:: Data for processing

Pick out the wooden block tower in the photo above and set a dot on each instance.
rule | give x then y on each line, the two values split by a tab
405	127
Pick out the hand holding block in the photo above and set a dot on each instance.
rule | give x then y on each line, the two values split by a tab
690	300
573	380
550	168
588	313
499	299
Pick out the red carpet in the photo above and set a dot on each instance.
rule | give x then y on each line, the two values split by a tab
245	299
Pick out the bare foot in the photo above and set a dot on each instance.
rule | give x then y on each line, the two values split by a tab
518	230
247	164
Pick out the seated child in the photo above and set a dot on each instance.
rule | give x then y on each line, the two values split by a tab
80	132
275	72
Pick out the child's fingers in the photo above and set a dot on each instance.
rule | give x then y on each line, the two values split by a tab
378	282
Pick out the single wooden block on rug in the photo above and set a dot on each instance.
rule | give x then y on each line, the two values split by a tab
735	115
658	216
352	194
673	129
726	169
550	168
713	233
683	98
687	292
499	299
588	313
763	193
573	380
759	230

::::

# Requirements
Swap "set a dot" for "place a marker" throughout all of the entries above, and reproduce everything else as it stands.

# Answer to the exercise
Pick out the wooden block tower in the photo above and place a marker on each instance.
rule | give x then y on each line, the two values split by a tab
405	127
Pick out the hand holding block in the photo above and place a marker on each instance.
rule | give x then y on each line, the two values split by a tab
690	300
573	380
550	168
588	313
499	299
Pick out the red carpet in the photo above and place a marker on each instance.
rule | give x then y on each line, the two values split by a tab
245	299
Pick out the bare foot in the photo above and place a marker on each instance.
rule | give x then y on each line, the two values split by a tab
518	230
247	164
Pick out the seated child in the photo above and place a marker on each instance.
rule | give x then y on each line, the two values split by a tab
80	132
275	72
Pick out the child's fingers in the photo above and place a marker on each instance.
rule | give x then y on each line, the two values split by a tab
378	282
Pick out the single wooden block on rug in the photo above and place a marker on each instance.
rule | give x then y on each line, the two values split by a tab
735	115
658	216
352	194
673	129
726	169
550	168
713	233
683	98
687	292
499	299
588	313
763	193
573	380
759	230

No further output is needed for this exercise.